> _SHORT PROBLEM_
Please list every line in the items below that contains the word "mast".

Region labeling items
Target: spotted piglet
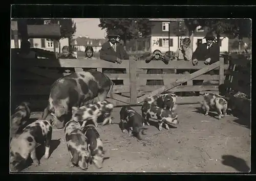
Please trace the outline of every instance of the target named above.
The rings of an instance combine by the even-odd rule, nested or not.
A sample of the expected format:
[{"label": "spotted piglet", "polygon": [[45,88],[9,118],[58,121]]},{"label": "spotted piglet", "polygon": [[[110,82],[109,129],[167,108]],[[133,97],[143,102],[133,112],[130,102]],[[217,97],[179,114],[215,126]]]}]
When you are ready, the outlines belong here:
[{"label": "spotted piglet", "polygon": [[82,170],[87,169],[90,152],[87,148],[87,138],[82,132],[80,123],[71,120],[64,128],[68,150],[70,154],[70,167],[78,166]]},{"label": "spotted piglet", "polygon": [[[178,124],[179,123],[178,120],[178,115],[170,110],[161,109],[154,105],[151,105],[147,103],[144,103],[141,108],[141,112],[142,117],[148,121],[149,118],[157,119],[159,131],[162,131],[163,122],[165,125],[165,127],[169,130],[169,128],[168,123]],[[146,123],[148,125],[150,125],[148,121]],[[143,125],[144,123],[143,123]]]},{"label": "spotted piglet", "polygon": [[106,100],[90,104],[80,108],[73,107],[71,120],[82,122],[82,128],[83,128],[87,120],[92,119],[95,126],[98,127],[98,118],[102,115],[104,118],[102,125],[108,122],[111,124],[111,114],[114,105]]},{"label": "spotted piglet", "polygon": [[144,134],[144,131],[148,128],[143,125],[144,118],[139,113],[130,107],[123,107],[120,111],[120,118],[123,133],[125,131],[124,128],[125,121],[129,127],[129,136],[131,136],[133,133],[138,139],[141,139],[141,134]]},{"label": "spotted piglet", "polygon": [[[227,101],[223,97],[212,93],[206,93],[204,95],[204,100],[201,102],[201,108],[205,111],[205,115],[208,115],[210,109],[217,110],[218,119],[226,115],[227,109]],[[223,115],[222,115],[222,111]]]},{"label": "spotted piglet", "polygon": [[154,104],[162,109],[174,111],[176,108],[177,95],[174,93],[160,94],[145,99],[144,102]]},{"label": "spotted piglet", "polygon": [[33,164],[38,166],[39,162],[36,156],[36,148],[38,144],[45,144],[45,158],[48,159],[52,131],[50,122],[38,120],[29,124],[20,134],[13,137],[10,146],[11,169],[16,168],[17,166],[22,163],[24,163],[30,154]]},{"label": "spotted piglet", "polygon": [[92,121],[88,120],[83,130],[84,135],[87,138],[88,150],[91,156],[91,161],[98,168],[102,167],[104,151],[103,150],[103,143],[99,133]]},{"label": "spotted piglet", "polygon": [[[28,120],[30,117],[30,104],[23,102],[18,106],[14,113],[11,116],[10,135],[11,138],[22,130],[22,126]],[[24,128],[24,127],[23,127]]]}]

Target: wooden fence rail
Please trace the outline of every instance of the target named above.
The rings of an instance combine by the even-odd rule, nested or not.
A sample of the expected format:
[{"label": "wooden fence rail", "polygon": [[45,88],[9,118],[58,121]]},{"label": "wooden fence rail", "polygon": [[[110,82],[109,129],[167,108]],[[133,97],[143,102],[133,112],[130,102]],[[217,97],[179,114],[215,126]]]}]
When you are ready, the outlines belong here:
[{"label": "wooden fence rail", "polygon": [[[54,68],[59,67],[97,68],[99,71],[102,71],[102,68],[125,68],[126,73],[106,74],[112,80],[123,81],[123,85],[114,86],[114,96],[109,99],[116,106],[122,106],[139,104],[145,98],[163,92],[217,92],[219,84],[224,82],[224,71],[227,69],[228,65],[224,64],[223,59],[210,65],[205,65],[203,62],[199,62],[196,66],[193,66],[191,62],[186,61],[171,61],[166,65],[161,61],[152,61],[147,64],[144,61],[136,61],[133,57],[130,57],[130,60],[123,60],[120,64],[102,60],[12,59],[12,96],[17,100],[28,98],[32,102],[37,101],[46,106],[47,100],[45,97],[49,96],[51,85],[66,74]],[[147,69],[199,70],[188,75],[149,74],[145,74]],[[220,73],[205,74],[212,69],[219,69]],[[163,80],[164,85],[146,85],[146,81],[148,80]],[[205,84],[193,85],[194,80],[202,80]],[[212,81],[215,81],[216,83],[207,84]],[[181,85],[187,82],[190,83]],[[44,98],[41,100],[40,97]],[[180,97],[177,99],[177,103],[198,103],[201,100],[201,96]]]}]

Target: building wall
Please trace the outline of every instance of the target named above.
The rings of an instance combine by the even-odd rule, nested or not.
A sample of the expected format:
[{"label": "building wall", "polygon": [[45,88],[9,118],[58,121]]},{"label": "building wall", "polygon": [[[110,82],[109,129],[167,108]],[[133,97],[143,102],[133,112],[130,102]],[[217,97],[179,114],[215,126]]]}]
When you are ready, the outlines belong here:
[{"label": "building wall", "polygon": [[[182,39],[185,37],[177,37],[177,36],[170,36],[170,39],[173,39],[172,46],[170,46],[170,51],[176,51],[178,47],[181,46],[181,42]],[[198,40],[202,41],[202,43],[206,42],[205,39],[204,39],[204,36],[202,37],[194,37],[193,41],[193,51],[195,51],[197,47]],[[168,51],[168,44],[164,43],[163,39],[165,39],[168,40],[168,36],[152,36],[151,37],[151,52],[154,51],[156,49],[159,49],[162,53]],[[228,38],[220,38],[221,41],[221,46],[220,46],[220,52],[228,51]],[[160,41],[162,39],[162,46]],[[172,45],[172,44],[171,44]]]},{"label": "building wall", "polygon": [[[32,40],[31,40],[32,39]],[[42,39],[42,40],[41,40]],[[45,42],[45,46],[44,46],[44,43],[42,44],[42,41]],[[53,42],[50,42],[48,41],[46,39],[41,38],[32,38],[30,39],[30,43],[31,44],[31,47],[37,48],[42,49],[46,50],[53,51]],[[49,43],[48,43],[48,42]],[[62,52],[62,48],[64,46],[69,45],[69,39],[68,38],[63,38],[59,40],[59,43],[60,45],[60,52]],[[20,48],[20,40],[18,40],[19,48]],[[11,48],[14,48],[14,40],[11,40]],[[56,51],[59,52],[59,47],[58,46],[56,48]]]}]

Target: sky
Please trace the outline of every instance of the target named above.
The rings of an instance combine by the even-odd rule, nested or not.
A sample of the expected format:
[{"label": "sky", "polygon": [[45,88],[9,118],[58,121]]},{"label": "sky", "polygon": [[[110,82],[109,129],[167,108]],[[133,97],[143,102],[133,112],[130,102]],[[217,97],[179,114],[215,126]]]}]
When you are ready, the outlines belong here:
[{"label": "sky", "polygon": [[105,31],[101,30],[98,25],[99,18],[72,18],[76,25],[76,32],[74,38],[79,35],[88,36],[90,38],[104,38]]}]

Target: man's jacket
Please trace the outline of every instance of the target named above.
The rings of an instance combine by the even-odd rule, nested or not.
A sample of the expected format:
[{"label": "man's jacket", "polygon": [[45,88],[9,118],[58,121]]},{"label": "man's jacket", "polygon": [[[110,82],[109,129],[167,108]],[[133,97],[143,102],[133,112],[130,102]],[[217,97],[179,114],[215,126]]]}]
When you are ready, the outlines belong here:
[{"label": "man's jacket", "polygon": [[123,46],[119,42],[116,43],[116,52],[111,46],[109,41],[104,43],[99,51],[100,59],[112,62],[115,62],[117,58],[121,60],[129,60],[129,56],[124,50]]},{"label": "man's jacket", "polygon": [[208,58],[211,59],[210,64],[220,60],[220,46],[217,44],[212,43],[208,49],[207,49],[206,43],[201,44],[192,56],[193,59],[197,59],[198,61],[205,61]]}]

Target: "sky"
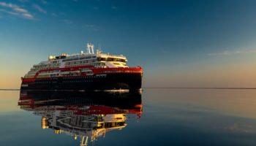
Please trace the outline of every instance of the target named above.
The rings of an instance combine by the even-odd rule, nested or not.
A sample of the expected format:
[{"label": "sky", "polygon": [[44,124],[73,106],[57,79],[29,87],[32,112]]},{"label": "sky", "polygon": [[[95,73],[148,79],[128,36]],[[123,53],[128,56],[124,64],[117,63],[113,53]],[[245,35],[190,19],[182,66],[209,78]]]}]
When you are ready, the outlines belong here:
[{"label": "sky", "polygon": [[256,1],[0,0],[0,88],[86,44],[144,69],[143,87],[256,88]]}]

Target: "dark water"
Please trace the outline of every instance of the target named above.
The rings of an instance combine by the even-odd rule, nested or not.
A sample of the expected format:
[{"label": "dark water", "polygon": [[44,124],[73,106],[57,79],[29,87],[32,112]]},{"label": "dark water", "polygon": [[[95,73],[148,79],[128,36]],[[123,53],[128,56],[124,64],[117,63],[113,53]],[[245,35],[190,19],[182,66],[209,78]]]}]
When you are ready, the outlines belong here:
[{"label": "dark water", "polygon": [[0,91],[0,145],[256,145],[255,95]]}]

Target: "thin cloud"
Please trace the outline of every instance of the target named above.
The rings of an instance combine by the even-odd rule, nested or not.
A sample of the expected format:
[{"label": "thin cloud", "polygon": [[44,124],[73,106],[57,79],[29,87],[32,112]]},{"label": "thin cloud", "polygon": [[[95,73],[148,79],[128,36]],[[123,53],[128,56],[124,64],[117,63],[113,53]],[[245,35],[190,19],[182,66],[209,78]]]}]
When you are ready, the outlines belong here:
[{"label": "thin cloud", "polygon": [[29,2],[29,0],[19,0],[20,2]]},{"label": "thin cloud", "polygon": [[92,25],[92,24],[86,24],[86,27],[87,27],[87,28],[93,28],[93,27],[94,27],[94,25]]},{"label": "thin cloud", "polygon": [[6,9],[1,9],[1,12],[4,12],[9,15],[21,17],[26,19],[34,19],[34,16],[27,9],[23,9],[18,5],[12,3],[0,2],[0,7],[10,9],[10,10]]},{"label": "thin cloud", "polygon": [[209,53],[208,55],[241,55],[241,54],[249,54],[249,53],[256,53],[256,50],[224,51],[224,52],[217,53]]},{"label": "thin cloud", "polygon": [[45,10],[45,9],[42,9],[42,7],[40,7],[39,5],[37,5],[37,4],[33,4],[33,7],[35,9],[37,9],[37,11],[39,11],[39,12],[42,12],[42,13],[44,13],[44,14],[46,14],[47,13],[47,12]]},{"label": "thin cloud", "polygon": [[64,19],[62,20],[64,23],[65,23],[66,24],[72,24],[73,23],[73,22],[72,22],[71,20],[67,20],[67,19]]}]

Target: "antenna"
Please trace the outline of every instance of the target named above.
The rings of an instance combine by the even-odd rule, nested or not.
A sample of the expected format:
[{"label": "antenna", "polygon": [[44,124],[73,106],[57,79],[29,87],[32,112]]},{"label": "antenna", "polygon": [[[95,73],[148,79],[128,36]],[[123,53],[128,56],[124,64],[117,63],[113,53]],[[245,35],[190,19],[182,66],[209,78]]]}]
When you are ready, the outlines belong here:
[{"label": "antenna", "polygon": [[87,43],[87,54],[94,54],[94,45],[91,43]]}]

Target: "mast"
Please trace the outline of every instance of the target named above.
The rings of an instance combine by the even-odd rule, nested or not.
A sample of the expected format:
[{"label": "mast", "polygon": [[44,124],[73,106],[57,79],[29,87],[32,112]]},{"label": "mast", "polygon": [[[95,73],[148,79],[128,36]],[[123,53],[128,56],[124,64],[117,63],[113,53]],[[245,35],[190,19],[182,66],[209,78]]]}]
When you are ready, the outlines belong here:
[{"label": "mast", "polygon": [[86,51],[87,54],[94,54],[94,45],[91,43],[87,43]]}]

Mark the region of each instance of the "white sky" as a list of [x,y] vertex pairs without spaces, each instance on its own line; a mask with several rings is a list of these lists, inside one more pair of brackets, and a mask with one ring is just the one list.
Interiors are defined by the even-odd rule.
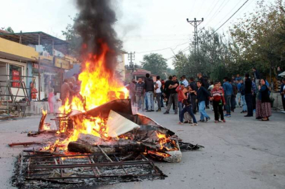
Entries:
[[[135,63],[140,64],[142,56],[150,52],[140,52],[171,48],[175,53],[189,46],[194,27],[186,18],[204,18],[199,27],[217,29],[228,19],[246,0],[118,0],[116,11],[118,22],[116,31],[124,41],[124,49],[136,52]],[[226,32],[231,23],[244,13],[253,11],[257,0],[247,4],[218,32]],[[274,0],[265,0],[273,2]],[[44,31],[64,39],[61,31],[69,16],[78,12],[74,0],[0,0],[0,28],[11,27],[15,32]],[[176,47],[176,48],[175,48]],[[175,48],[175,49],[174,49]],[[165,58],[173,55],[171,49],[153,52]],[[127,55],[126,55],[128,62]],[[168,66],[173,68],[172,60]]]

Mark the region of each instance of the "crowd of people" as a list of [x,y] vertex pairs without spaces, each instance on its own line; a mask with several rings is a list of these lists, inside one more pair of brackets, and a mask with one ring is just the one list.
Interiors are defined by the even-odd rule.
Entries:
[[[280,94],[285,113],[285,79],[283,79]],[[195,115],[199,111],[199,122],[207,122],[211,120],[206,109],[214,111],[215,122],[225,122],[225,118],[232,116],[236,108],[242,108],[241,113],[244,117],[253,117],[260,121],[268,121],[271,116],[271,89],[268,82],[260,78],[256,68],[252,77],[246,74],[242,78],[239,74],[231,78],[224,78],[223,85],[219,80],[208,82],[201,74],[187,79],[183,76],[178,80],[176,76],[171,76],[167,80],[157,76],[154,83],[149,74],[138,82],[133,80],[130,88],[130,97],[133,106],[142,111],[154,111],[154,102],[157,104],[157,112],[165,107],[164,114],[169,114],[172,108],[178,115],[178,124],[190,123],[198,125]],[[164,106],[165,105],[165,106]],[[224,114],[225,111],[225,114]]]

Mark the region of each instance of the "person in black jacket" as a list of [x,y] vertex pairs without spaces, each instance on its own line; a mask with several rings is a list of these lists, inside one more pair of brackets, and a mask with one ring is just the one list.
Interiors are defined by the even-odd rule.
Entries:
[[205,122],[204,118],[206,118],[206,122],[211,120],[210,116],[206,113],[206,101],[209,99],[210,94],[208,90],[202,87],[202,83],[201,81],[198,80],[197,83],[198,90],[197,92],[198,104],[199,104],[199,111],[200,112],[200,122]]
[[150,78],[150,74],[145,74],[145,91],[147,93],[148,109],[147,112],[154,111],[154,84],[152,78]]
[[[198,90],[197,85],[196,85],[195,81],[194,81],[194,78],[190,78],[190,82],[189,82],[189,85],[191,87],[192,90],[196,91],[196,92]],[[191,104],[192,104],[194,114],[196,114],[196,113],[197,111],[197,103],[196,102],[197,99],[197,94],[195,94],[194,92],[192,92],[191,93]]]
[[251,80],[249,78],[249,74],[246,74],[244,81],[244,93],[247,106],[247,115],[244,117],[253,116],[253,108],[252,104],[252,83]]
[[252,71],[253,71],[253,76],[256,78],[256,86],[258,86],[259,81],[260,80],[260,74],[259,74],[258,71],[257,71],[256,68],[255,67],[252,69]]
[[260,79],[261,85],[258,86],[258,99],[256,106],[256,119],[268,121],[271,116],[271,103],[269,89],[265,85],[265,80]]
[[170,96],[170,89],[168,89],[168,87],[170,84],[172,83],[172,76],[170,76],[168,77],[168,80],[166,80],[164,83],[164,97],[166,99],[166,106],[168,105],[168,100],[169,100],[169,96]]
[[285,113],[285,78],[282,80],[282,84],[280,87],[280,94],[281,98],[282,99],[282,104],[284,110],[281,111],[282,113]]

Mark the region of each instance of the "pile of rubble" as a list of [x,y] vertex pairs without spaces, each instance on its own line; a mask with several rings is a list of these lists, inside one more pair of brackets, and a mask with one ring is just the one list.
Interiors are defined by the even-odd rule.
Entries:
[[[80,120],[98,115],[104,120],[107,134],[100,134],[100,131],[98,136],[79,133],[76,141],[68,141],[71,132],[79,130]],[[41,143],[10,144],[32,145],[15,163],[13,182],[19,188],[69,188],[74,185],[164,179],[166,176],[153,160],[179,162],[181,151],[204,148],[183,143],[174,132],[150,118],[133,114],[128,99],[58,117],[54,119],[57,132],[44,130],[44,114],[39,131],[29,136],[52,133],[53,141],[51,138]]]

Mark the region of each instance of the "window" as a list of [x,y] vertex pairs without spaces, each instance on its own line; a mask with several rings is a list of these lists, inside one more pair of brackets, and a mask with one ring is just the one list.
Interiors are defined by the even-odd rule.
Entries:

> _SOLUTION FOR THIS PROBLEM_
Target: "mast"
[{"label": "mast", "polygon": [[44,124],[73,106],[57,79],[29,87],[32,112]]},{"label": "mast", "polygon": [[[95,73],[148,79],[128,36]],[[123,53],[128,56],[124,64],[117,63],[113,53]],[[245,35],[190,19],[182,66],[209,78]]]}]
[{"label": "mast", "polygon": [[86,51],[87,54],[94,54],[94,45],[91,43],[87,43]]}]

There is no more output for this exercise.